| Work required |
Please find every line in the data below that contains the word "wall", and copy each of those lines in full.

| Dataset excerpts |
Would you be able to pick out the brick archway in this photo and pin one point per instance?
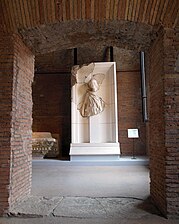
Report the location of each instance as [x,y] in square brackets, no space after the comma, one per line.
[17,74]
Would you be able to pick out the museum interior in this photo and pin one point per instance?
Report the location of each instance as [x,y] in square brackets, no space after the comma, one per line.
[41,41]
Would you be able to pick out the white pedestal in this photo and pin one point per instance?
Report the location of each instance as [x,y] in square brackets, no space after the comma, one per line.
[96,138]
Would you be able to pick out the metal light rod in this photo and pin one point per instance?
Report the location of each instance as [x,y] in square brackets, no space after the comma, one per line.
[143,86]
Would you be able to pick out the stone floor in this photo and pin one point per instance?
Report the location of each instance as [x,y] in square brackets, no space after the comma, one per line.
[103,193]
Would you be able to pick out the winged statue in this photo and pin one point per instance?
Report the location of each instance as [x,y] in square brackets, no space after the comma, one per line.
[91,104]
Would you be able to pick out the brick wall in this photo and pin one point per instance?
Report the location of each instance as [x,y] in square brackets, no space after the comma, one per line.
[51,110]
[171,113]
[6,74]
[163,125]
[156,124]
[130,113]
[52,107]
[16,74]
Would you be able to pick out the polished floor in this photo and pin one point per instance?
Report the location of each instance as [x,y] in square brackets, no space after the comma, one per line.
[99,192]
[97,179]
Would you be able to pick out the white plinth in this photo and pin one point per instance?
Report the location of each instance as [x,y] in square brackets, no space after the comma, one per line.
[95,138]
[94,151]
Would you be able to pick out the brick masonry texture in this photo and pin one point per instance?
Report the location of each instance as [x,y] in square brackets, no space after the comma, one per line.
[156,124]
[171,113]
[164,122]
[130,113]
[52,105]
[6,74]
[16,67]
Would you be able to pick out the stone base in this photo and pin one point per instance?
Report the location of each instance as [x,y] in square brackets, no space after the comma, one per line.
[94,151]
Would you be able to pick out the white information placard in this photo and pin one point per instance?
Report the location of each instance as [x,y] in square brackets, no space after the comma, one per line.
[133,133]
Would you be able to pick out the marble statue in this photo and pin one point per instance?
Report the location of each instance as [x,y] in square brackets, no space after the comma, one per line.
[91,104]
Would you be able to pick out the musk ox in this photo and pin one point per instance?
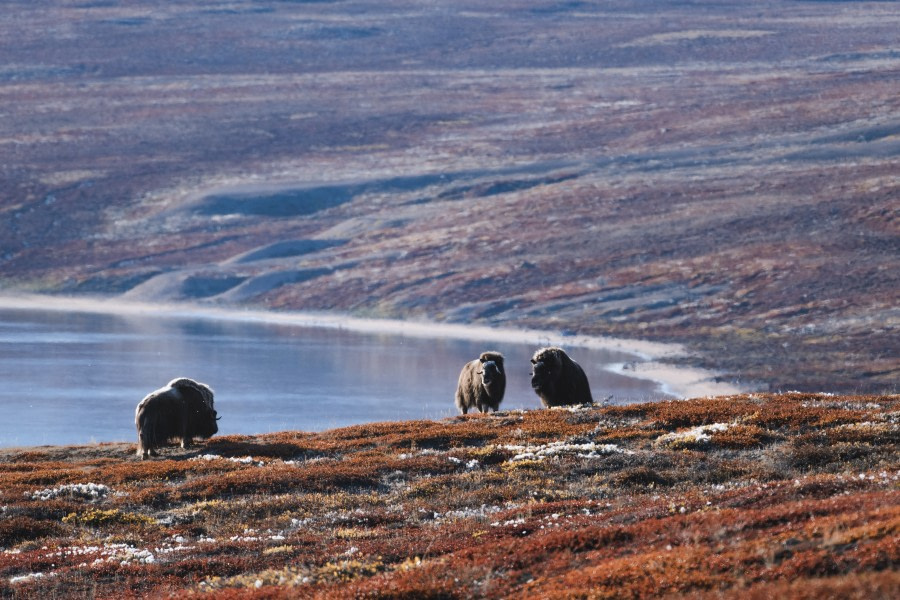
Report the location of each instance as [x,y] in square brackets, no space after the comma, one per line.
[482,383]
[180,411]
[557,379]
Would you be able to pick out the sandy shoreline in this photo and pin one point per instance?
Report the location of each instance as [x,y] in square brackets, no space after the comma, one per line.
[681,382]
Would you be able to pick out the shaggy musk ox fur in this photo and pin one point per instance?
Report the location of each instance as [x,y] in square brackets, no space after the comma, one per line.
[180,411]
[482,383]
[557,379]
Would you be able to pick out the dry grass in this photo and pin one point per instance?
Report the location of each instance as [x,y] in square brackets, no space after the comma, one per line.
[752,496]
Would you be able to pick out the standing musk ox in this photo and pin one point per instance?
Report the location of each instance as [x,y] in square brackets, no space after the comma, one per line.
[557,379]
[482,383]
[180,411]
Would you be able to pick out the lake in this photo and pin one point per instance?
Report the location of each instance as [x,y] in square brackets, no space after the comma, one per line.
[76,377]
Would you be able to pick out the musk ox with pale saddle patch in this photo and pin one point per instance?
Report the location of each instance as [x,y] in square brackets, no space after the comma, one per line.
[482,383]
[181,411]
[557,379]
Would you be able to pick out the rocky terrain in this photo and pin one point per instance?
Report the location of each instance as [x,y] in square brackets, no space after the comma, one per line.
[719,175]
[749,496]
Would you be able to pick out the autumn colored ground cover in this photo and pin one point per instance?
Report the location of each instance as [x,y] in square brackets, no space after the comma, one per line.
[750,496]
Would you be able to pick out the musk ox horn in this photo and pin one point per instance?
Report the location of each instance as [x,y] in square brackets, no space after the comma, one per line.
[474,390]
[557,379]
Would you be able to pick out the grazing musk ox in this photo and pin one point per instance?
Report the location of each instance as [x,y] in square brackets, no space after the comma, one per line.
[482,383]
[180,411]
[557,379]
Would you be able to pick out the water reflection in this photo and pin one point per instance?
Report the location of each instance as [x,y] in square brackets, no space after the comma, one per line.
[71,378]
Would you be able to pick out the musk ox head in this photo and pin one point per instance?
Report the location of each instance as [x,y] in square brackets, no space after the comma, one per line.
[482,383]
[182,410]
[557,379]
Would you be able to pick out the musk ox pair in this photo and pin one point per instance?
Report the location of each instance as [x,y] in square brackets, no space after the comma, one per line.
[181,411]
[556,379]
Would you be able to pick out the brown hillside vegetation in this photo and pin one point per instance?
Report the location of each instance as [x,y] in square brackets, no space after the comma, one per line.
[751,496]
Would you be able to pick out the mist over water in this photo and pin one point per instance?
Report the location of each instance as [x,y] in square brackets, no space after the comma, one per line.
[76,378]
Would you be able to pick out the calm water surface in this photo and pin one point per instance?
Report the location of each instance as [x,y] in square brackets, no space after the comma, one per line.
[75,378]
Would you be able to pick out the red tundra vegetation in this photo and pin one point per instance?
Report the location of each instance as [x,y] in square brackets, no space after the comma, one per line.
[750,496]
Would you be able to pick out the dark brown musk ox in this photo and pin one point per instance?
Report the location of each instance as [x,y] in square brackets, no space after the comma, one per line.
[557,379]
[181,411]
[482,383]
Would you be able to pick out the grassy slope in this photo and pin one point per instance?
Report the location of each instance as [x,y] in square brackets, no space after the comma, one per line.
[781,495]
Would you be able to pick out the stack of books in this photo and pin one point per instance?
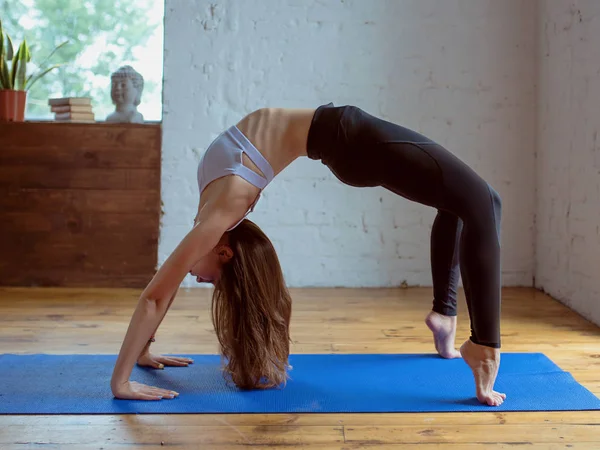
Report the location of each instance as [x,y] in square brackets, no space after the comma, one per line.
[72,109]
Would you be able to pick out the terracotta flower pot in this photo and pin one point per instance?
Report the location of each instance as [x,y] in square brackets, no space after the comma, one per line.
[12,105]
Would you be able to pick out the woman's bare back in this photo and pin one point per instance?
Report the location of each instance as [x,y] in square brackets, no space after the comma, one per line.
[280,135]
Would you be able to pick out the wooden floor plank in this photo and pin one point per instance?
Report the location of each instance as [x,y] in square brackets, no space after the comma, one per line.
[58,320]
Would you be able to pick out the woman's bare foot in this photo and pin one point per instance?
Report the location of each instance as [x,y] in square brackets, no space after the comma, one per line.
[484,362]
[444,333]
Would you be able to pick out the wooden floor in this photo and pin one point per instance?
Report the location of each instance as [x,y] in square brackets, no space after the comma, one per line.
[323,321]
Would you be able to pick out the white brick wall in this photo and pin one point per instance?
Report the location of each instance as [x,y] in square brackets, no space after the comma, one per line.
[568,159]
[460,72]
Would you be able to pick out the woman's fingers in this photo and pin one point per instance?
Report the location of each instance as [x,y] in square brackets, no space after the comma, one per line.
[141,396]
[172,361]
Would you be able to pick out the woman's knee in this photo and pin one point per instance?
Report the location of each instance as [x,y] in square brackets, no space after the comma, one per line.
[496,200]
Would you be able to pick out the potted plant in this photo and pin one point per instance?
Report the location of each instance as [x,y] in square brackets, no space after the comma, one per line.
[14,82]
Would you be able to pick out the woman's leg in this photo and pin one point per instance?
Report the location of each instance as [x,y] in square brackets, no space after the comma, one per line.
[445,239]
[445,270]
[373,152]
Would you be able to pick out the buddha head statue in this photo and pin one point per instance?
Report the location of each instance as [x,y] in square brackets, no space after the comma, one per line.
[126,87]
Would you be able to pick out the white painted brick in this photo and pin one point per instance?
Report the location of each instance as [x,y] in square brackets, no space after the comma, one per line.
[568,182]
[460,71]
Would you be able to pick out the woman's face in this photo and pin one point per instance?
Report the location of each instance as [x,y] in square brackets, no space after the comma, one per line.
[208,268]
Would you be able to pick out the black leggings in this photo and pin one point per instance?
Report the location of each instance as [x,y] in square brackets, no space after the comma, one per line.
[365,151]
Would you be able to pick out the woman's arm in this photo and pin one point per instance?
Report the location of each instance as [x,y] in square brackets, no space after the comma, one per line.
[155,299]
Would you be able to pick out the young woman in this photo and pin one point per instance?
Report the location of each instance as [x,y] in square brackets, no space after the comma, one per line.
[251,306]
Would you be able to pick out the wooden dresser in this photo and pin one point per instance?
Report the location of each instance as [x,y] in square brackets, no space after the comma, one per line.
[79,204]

...

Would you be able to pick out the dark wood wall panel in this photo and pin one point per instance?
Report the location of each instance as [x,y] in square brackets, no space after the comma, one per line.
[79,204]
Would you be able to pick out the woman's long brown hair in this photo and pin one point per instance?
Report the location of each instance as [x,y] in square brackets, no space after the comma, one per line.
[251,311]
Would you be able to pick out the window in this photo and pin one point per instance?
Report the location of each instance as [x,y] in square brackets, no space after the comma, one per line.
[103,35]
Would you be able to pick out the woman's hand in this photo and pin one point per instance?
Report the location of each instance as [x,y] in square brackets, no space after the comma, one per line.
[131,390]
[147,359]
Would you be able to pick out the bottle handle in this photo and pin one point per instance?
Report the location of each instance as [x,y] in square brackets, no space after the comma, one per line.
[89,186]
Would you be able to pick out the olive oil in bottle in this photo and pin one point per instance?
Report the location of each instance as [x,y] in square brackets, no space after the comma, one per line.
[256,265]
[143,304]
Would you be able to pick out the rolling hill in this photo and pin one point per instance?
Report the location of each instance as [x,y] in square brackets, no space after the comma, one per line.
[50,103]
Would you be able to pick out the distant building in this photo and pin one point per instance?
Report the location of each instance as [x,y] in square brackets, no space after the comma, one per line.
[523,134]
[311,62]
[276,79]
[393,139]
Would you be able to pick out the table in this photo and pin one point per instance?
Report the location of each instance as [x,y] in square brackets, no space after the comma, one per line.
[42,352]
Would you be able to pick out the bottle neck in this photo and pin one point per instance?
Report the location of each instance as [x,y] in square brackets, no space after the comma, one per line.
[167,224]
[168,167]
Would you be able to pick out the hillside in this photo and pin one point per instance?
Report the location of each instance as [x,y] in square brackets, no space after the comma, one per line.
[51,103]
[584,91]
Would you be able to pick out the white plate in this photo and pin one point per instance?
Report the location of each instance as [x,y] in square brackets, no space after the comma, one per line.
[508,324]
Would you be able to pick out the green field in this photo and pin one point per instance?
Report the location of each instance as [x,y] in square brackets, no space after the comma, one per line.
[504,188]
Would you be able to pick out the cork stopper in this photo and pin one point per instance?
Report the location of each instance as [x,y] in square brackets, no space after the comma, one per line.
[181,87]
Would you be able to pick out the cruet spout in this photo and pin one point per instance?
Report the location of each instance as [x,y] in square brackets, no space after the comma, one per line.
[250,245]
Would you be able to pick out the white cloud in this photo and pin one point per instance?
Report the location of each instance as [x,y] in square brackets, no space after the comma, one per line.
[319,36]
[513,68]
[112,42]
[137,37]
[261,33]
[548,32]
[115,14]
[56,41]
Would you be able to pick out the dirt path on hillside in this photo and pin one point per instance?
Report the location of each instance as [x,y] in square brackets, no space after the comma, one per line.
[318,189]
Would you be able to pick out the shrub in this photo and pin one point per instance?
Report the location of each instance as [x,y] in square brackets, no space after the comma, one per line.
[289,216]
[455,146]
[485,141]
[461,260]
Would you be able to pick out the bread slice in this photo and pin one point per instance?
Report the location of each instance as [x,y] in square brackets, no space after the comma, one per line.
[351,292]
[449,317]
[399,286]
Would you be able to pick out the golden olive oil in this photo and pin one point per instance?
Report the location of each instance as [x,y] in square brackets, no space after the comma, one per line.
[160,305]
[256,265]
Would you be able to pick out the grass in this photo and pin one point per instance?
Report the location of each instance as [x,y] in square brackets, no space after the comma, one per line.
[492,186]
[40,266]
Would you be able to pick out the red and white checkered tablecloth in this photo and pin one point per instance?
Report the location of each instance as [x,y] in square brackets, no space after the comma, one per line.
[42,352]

| Written solution |
Would you be able to pick out the brick wall in this photo and pin one point per instance?
Would you be able to pick out the white brick wall in this photo and pin one point per instance?
Would you be able to pick out the dark wood wall panel in this photo and pin one point per instance?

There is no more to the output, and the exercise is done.